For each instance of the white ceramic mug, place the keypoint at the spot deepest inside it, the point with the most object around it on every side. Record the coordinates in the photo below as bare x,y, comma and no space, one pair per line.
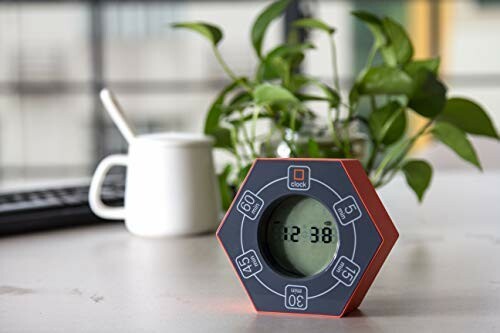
170,186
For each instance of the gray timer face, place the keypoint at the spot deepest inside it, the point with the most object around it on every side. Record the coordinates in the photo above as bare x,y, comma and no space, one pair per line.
306,235
299,236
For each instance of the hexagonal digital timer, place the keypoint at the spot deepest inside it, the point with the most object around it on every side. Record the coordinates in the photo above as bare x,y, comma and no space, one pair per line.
307,236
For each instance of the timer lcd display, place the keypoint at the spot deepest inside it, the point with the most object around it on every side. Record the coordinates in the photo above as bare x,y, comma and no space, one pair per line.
300,236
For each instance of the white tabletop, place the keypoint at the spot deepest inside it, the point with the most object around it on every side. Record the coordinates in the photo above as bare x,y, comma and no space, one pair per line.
443,275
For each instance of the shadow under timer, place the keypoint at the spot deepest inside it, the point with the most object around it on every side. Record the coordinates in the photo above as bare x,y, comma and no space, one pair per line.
307,236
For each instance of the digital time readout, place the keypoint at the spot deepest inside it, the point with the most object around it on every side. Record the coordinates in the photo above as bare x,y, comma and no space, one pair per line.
300,236
297,233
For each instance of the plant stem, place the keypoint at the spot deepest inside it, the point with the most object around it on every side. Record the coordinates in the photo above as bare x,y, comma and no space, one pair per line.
331,128
234,135
371,56
247,138
335,70
228,70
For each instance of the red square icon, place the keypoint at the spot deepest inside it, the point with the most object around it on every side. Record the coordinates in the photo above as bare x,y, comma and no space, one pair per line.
298,174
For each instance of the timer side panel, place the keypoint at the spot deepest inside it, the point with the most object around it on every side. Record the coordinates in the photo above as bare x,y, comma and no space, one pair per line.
382,222
223,246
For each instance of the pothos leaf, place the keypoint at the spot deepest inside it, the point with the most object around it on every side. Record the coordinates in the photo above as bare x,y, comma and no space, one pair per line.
388,123
456,139
267,94
211,32
468,116
418,174
399,50
259,28
312,23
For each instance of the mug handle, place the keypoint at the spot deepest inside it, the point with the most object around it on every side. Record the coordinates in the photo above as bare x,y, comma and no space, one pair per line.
98,207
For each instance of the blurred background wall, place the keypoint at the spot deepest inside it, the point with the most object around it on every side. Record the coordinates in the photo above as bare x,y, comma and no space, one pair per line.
56,55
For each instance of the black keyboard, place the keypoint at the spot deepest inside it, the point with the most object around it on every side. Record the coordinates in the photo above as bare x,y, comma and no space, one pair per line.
54,207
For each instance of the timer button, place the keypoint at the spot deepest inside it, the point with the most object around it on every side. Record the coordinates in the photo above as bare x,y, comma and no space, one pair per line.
346,271
295,297
249,264
250,205
347,210
299,178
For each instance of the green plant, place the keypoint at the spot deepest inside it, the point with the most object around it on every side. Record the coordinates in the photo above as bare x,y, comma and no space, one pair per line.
390,87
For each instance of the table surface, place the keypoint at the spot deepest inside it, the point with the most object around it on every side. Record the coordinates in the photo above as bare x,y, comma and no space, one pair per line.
443,275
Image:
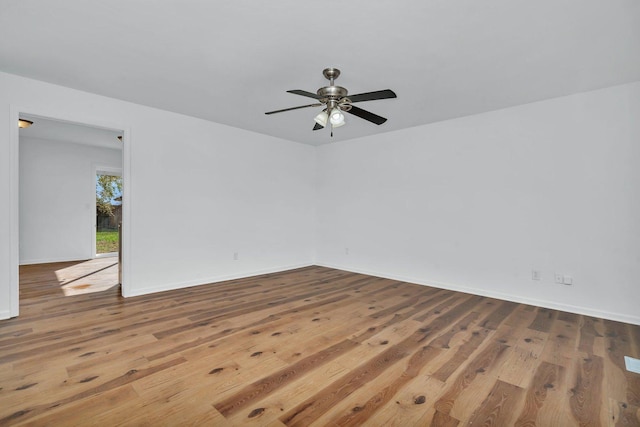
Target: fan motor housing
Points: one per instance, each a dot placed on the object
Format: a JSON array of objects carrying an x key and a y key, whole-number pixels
[{"x": 332, "y": 92}]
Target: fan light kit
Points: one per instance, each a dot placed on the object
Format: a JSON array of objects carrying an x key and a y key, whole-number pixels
[{"x": 335, "y": 101}]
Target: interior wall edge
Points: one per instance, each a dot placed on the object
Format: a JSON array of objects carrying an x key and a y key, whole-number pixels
[{"x": 586, "y": 311}]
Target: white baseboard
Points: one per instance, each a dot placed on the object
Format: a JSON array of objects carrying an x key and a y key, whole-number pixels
[
  {"x": 587, "y": 311},
  {"x": 50, "y": 260},
  {"x": 210, "y": 280}
]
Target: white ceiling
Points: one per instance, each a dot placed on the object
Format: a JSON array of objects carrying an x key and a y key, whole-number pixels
[
  {"x": 229, "y": 62},
  {"x": 70, "y": 132}
]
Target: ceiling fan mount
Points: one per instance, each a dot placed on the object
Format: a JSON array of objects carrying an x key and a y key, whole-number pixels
[{"x": 335, "y": 101}]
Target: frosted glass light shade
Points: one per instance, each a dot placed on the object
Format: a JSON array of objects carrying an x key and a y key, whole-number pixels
[
  {"x": 337, "y": 118},
  {"x": 322, "y": 118}
]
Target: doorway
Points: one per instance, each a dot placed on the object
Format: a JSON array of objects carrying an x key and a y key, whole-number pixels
[
  {"x": 108, "y": 212},
  {"x": 25, "y": 252}
]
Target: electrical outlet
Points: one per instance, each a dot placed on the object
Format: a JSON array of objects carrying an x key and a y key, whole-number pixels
[{"x": 632, "y": 365}]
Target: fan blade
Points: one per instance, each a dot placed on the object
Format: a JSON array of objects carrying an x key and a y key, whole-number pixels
[
  {"x": 293, "y": 108},
  {"x": 371, "y": 96},
  {"x": 364, "y": 114},
  {"x": 304, "y": 93}
]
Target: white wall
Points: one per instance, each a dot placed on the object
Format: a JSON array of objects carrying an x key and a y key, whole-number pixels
[
  {"x": 197, "y": 192},
  {"x": 473, "y": 204},
  {"x": 476, "y": 203},
  {"x": 57, "y": 198}
]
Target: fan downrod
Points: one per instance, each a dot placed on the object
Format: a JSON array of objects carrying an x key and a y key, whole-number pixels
[{"x": 331, "y": 74}]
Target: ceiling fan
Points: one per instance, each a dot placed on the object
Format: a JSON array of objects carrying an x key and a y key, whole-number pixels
[{"x": 335, "y": 101}]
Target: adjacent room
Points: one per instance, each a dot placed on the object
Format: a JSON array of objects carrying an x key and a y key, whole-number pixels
[{"x": 417, "y": 214}]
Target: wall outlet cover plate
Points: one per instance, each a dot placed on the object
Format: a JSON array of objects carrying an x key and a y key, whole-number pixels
[{"x": 632, "y": 365}]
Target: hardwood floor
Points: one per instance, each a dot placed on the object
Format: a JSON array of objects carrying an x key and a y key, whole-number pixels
[{"x": 313, "y": 346}]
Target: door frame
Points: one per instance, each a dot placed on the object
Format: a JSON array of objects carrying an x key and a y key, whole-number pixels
[
  {"x": 14, "y": 196},
  {"x": 108, "y": 170}
]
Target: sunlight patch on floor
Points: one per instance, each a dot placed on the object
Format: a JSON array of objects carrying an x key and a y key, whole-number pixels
[{"x": 86, "y": 277}]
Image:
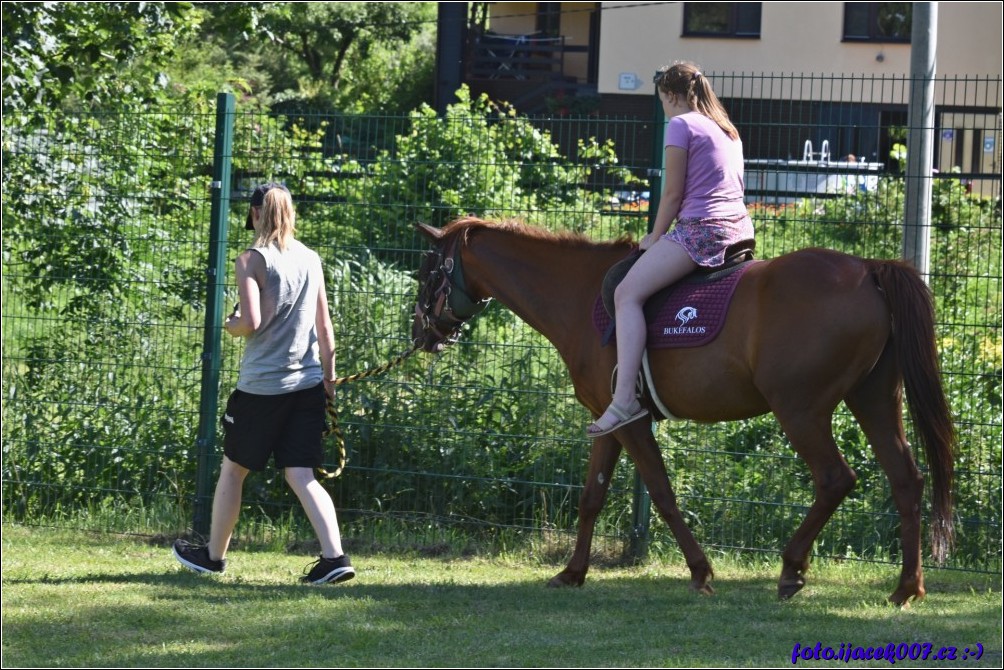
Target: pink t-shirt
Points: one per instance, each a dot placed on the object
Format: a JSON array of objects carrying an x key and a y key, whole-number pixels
[{"x": 715, "y": 184}]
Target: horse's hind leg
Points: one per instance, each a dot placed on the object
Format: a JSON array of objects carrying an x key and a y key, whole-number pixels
[
  {"x": 602, "y": 459},
  {"x": 811, "y": 436},
  {"x": 877, "y": 406}
]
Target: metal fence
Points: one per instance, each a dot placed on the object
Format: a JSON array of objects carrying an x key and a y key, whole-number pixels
[{"x": 117, "y": 267}]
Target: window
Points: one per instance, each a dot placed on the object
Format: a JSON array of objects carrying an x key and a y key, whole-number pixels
[
  {"x": 877, "y": 21},
  {"x": 722, "y": 19}
]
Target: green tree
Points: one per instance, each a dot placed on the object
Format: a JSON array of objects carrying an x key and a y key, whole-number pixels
[{"x": 70, "y": 54}]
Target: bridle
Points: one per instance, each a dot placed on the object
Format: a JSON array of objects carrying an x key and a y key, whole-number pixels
[{"x": 444, "y": 302}]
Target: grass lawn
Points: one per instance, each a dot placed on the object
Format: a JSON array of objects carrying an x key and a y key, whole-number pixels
[{"x": 91, "y": 600}]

━━━━━━

_TASK DETAILS_
Exactness is what counts here: copy each entry as given and omit its pictures.

_RESPONSE TO THE EXERCISE_
For each instance of the white ceramic mug, place the keypoint at the spot deepest inside it, the point with the most object around it on every side. Record the coordinates in the photo below as bare x,y, comma and no space, one pair per line.
170,186
For each instance of the gray timer face, place the keypoint at the spot deepest inside it, the point with the most object around it on every side. Record the coordinates in the photo above as bare x,y, comma and no space, one pair per line.
306,235
299,236
For each instance of the hexagonal digital timer, place the keypoint at the spot deepest inside it, the point with the most object around it on every side. Record the coordinates in the photo above as bare x,y, comma and no space, one pair per line.
307,236
For each instance of the timer lcd display, place the keypoint at the spot deepest inside it, the point with the most object around it on every side. Record the coordinates in the photo above as bare x,y, comma and no space, one pair per line.
300,236
For each instance of the white tabletop, place the keypoint at the spot deepest inside it, the point with the most object around it on every side. Record the coordinates in the photo above as bare x,y, comma and no space, one pair per line.
443,275
For each instance of the shadow under timer, place the keypoint at the spot deepest inside it, the point with the most object around it on every side. Record the coordinates in the photo above as bare x,y, comma and no space, one pair per line.
307,236
For each instance of the digital time readout, place the keypoint at the spot deepest inside it, the point with the most object around it on every side. Record the coordinates in the photo above as bare x,y, comma and no space, one pair per line.
300,236
297,233
For each instance of the plant stem, place the keypoint at the spot deepest inside it, the point with the most object around it on every side. Record the coordinates in the photo above as bare x,y, comma and no space, one pair per line.
331,128
234,135
371,56
247,138
335,70
228,70
For each instance of the red square icon, place the keypoint at the spot deepest inside it, the point with the most object around it on every side. Record the coordinates in the photo above as bare x,y, comma and no space, one pair per line.
298,174
For each instance of the timer side panel, place the keypoint at the spot deepest inside it, the point with the most object around it on every side. Record the coordinates in the photo above as bare x,y, comma and no space, one pair per line.
382,222
223,246
For each instance of the pothos leaf, place the keypoint at the spot deepest inside it, the point with the most object around it on every side. Record the coordinates in the photo above as bare x,y, comma and no space, one pair per line.
388,123
456,139
267,94
211,32
468,116
418,174
399,50
259,28
312,23
For each instance of the mug handle, place the keypoint at the spot deepest inside it, the point with the most object around it on every side. Record the coordinates in the photo above as bare x,y, comma and no space, one pair per line.
98,207
For each instance of the blurred background wall, place the keypoint at the spot deepest inside it, the point with the most object around it on every side. Record the coordinates in the photo above as bare x,y, comma and no space, one pair per line.
56,55
For each instance of the black keyboard, place the keypoint at the spot deepest inside it, the point with the most object around it on every side. Record the coordinates in the photo above as bare x,y, comma and no space, one pair per line.
54,207
For each instance of the timer button, place the keypoint at the spot deepest inside it, the point with the most object around it on every side. Record the coordinates in the photo above as bare x,y, comma and no space, one pair per line.
346,271
295,297
249,264
250,205
347,210
299,178
For each instance of the green plant, place the keypoint at the spot deepest inside it, the point with the most object around it on every side. Record the coordinates in the photo above as bare x,y, comma and no space, one pair per line.
390,87
For each instance of the table surface, place the keypoint at the spot deepest inside it, the point with the most object around it on every side. Record the coordinates in the photo above as bare x,y, comma and no space, one pair per line.
443,275
Image:
Target: fan motor housing
Points: one per instance, each a dot placed on the object
Format: a JSON array of objects carrying an x key and a y key, whole-number pixels
[{"x": 332, "y": 92}]
Target: fan light kit
Points: one per instance, each a dot placed on the object
Format: a JSON array of objects carrying an x key and a y key, whole-number pixels
[{"x": 335, "y": 101}]
Target: interior wall edge
Points: one per instance, each a dot placed on the object
Format: a JSON array of objects carrying an x key and a y key, whole-number pixels
[{"x": 586, "y": 311}]
Target: white baseboard
Points: one per instance, each a dot placed on the object
Format: a JSON array of objects carrying an x key and a y key, whole-number pixels
[
  {"x": 587, "y": 311},
  {"x": 50, "y": 260},
  {"x": 210, "y": 280}
]
Target: white ceiling
Points: one per instance, each a dot placed on the object
Format: a JSON array of objects carrying an x key and a y key, whole-number pixels
[
  {"x": 229, "y": 62},
  {"x": 70, "y": 132}
]
Target: ceiling fan mount
Points: one per instance, each a dot placed on the object
Format: a JSON array of objects carrying an x key and a y key, whole-number pixels
[{"x": 335, "y": 101}]
Target: frosted glass light shade
Points: one per instance, each a dot placed on the object
Format: a JSON array of objects carrying an x key and a y key, whole-number pixels
[
  {"x": 337, "y": 118},
  {"x": 322, "y": 118}
]
Target: doorway
Points: one per instance, each a dot placed on the object
Format: a JSON array of objects carrying an x key and a y key, whole-number pixels
[
  {"x": 108, "y": 212},
  {"x": 25, "y": 252}
]
Target: electrical outlet
Points: one per instance, each a dot placed on the object
Format: a JSON array of objects carrying an x key and a y key, whole-number pixels
[{"x": 632, "y": 365}]
Target: fan blade
Points: one per instance, each a dot placed on the object
Format: a JSON array of objects carrying an x key and a y key, whole-number pixels
[
  {"x": 293, "y": 108},
  {"x": 371, "y": 96},
  {"x": 364, "y": 114},
  {"x": 304, "y": 93}
]
Target: white wall
Points: one per instance, each a dot placed on the object
Format: a JSON array of objects carrying an x key and a y key, whole-number pixels
[
  {"x": 197, "y": 192},
  {"x": 473, "y": 204},
  {"x": 476, "y": 203},
  {"x": 57, "y": 198}
]
Target: fan downrod
Points: one per instance, each a dot placed on the object
Format: a JSON array of objects carrying an x key and a y key, whole-number pixels
[{"x": 331, "y": 74}]
Target: ceiling fan
Points: one per instance, each a dot placed on the object
Format: a JSON array of objects carrying an x key and a y key, whole-number pixels
[{"x": 335, "y": 101}]
Target: adjacent room
Points: one per instance, each a dot placed on the object
Format: a JSON array of objects carrying an x key and a y key, whole-number pixels
[{"x": 417, "y": 214}]
Target: wall outlet cover plate
Points: one per instance, each a dot placed on the object
Format: a JSON array of objects carrying an x key and a y key, whole-number pixels
[{"x": 632, "y": 365}]
Target: hardwood floor
Points: one per instance, each a dot placed on the object
Format: a JSON array of objects carrying an x key and a y key, whole-number pixels
[{"x": 313, "y": 346}]
Target: door frame
Points: one per instance, each a dot placed on the object
Format: a JSON array of objects carrying an x key and a y key, whole-number pixels
[
  {"x": 14, "y": 196},
  {"x": 108, "y": 170}
]
Target: sunlight patch on floor
Points: one per instance, each a dot placed on the object
Format: a JSON array of objects carrying an x key and a y key, whole-number pixels
[{"x": 86, "y": 277}]
Image:
Target: pink t-shirt
Points: one per instance, each a dot placed on the object
Format: a JSON array of objects carrying an x key and a y key, whole-number pixels
[{"x": 715, "y": 184}]
Target: horse's hind leg
Points: one per instance, each a dot placed on the object
Format: a JSON array of objects carrying an x key and a y key, whole-number pixels
[
  {"x": 602, "y": 459},
  {"x": 811, "y": 436},
  {"x": 877, "y": 406}
]
Target: metal fence
Points: one per instance, each a dot placed on the object
Format: a JSON array of objects carrying an x key and a y key, whole-number pixels
[{"x": 117, "y": 267}]
Target: window
Points: one per instance, each a dot placed on the object
Format: a JSON array of objects carrying an x key and a y key, whole-number pixels
[
  {"x": 877, "y": 21},
  {"x": 722, "y": 19}
]
Target: green tree
Points: one per instance, each a dot placed on the object
Format: a JSON array of objects carrying an x key and a y key, whole-number pixels
[{"x": 70, "y": 54}]
Target: bridle
Points: one per instance, each a dot placed on the object
Format: a JSON array of objects carrying an x key and a y key, whole-number pixels
[{"x": 444, "y": 302}]
Target: grass lawn
Points: one per instance, each a dot placed on the object
Format: a JSON array of objects carrying an x key and a y key, whole-number pixels
[{"x": 91, "y": 600}]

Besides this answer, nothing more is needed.